## TASK PROMPT
Search term "paved": copy each line of the data containing it.

## RECORDS PROVIDED
________________

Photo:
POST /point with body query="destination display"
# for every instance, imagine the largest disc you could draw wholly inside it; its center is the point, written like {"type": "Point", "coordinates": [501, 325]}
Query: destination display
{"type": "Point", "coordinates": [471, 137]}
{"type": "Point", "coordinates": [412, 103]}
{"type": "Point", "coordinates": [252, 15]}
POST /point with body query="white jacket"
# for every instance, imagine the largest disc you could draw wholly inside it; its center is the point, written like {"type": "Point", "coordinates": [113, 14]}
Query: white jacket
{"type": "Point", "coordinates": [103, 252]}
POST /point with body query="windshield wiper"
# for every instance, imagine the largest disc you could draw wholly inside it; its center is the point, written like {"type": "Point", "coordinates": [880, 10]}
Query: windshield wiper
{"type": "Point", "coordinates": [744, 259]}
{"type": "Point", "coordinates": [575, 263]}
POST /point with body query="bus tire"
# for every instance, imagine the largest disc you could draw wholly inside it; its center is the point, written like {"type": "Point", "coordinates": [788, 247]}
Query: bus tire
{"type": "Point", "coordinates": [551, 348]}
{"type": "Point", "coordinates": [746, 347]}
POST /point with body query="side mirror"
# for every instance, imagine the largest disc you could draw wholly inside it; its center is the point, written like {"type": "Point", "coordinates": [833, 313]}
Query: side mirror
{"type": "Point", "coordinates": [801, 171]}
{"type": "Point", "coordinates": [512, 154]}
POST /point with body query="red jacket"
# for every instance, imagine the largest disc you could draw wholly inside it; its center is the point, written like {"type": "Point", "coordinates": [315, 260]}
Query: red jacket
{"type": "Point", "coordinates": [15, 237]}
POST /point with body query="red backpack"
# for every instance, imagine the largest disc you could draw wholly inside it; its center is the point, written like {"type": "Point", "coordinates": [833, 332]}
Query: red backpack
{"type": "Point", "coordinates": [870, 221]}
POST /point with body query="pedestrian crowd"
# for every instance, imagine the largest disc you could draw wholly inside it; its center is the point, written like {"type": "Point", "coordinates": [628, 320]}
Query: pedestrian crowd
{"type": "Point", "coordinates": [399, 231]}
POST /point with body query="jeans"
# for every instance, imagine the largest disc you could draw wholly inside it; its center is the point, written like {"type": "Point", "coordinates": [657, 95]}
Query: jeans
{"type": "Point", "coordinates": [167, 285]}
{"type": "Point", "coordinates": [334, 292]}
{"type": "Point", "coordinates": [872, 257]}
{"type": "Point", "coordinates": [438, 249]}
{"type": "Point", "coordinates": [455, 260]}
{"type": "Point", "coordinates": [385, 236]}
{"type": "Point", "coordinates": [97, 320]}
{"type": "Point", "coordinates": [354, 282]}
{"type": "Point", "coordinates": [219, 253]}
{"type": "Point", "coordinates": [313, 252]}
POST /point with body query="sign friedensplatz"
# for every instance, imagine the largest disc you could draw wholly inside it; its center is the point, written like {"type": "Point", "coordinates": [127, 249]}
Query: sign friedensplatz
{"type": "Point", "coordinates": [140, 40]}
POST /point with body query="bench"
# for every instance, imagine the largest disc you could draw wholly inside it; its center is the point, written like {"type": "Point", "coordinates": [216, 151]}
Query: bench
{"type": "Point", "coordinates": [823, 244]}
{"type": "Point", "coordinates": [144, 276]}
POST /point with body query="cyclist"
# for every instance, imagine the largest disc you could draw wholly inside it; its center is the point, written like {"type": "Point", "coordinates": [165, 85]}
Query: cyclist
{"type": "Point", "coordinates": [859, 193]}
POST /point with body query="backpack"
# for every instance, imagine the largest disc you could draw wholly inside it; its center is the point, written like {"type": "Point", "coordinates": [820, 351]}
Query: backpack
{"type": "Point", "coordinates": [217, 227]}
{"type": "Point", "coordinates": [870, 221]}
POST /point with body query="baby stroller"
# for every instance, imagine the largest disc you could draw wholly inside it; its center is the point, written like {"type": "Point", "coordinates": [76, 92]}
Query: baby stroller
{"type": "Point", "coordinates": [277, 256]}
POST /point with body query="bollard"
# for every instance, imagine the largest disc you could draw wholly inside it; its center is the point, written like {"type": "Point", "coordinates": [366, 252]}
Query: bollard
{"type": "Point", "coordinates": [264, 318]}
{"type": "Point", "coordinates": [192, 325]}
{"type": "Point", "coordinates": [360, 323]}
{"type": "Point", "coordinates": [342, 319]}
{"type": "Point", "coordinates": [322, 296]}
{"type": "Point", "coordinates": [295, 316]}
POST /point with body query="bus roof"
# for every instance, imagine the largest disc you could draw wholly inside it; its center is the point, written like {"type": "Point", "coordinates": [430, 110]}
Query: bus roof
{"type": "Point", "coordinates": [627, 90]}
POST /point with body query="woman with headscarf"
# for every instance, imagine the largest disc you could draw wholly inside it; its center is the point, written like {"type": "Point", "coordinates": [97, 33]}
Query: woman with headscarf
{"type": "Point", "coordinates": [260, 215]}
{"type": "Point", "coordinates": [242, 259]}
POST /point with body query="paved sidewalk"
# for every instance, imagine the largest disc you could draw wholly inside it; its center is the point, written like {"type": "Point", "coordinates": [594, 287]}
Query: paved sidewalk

________________

## RESPONSE AREA
POST /point with body query="paved sidewalk"
Query: paved sidewalk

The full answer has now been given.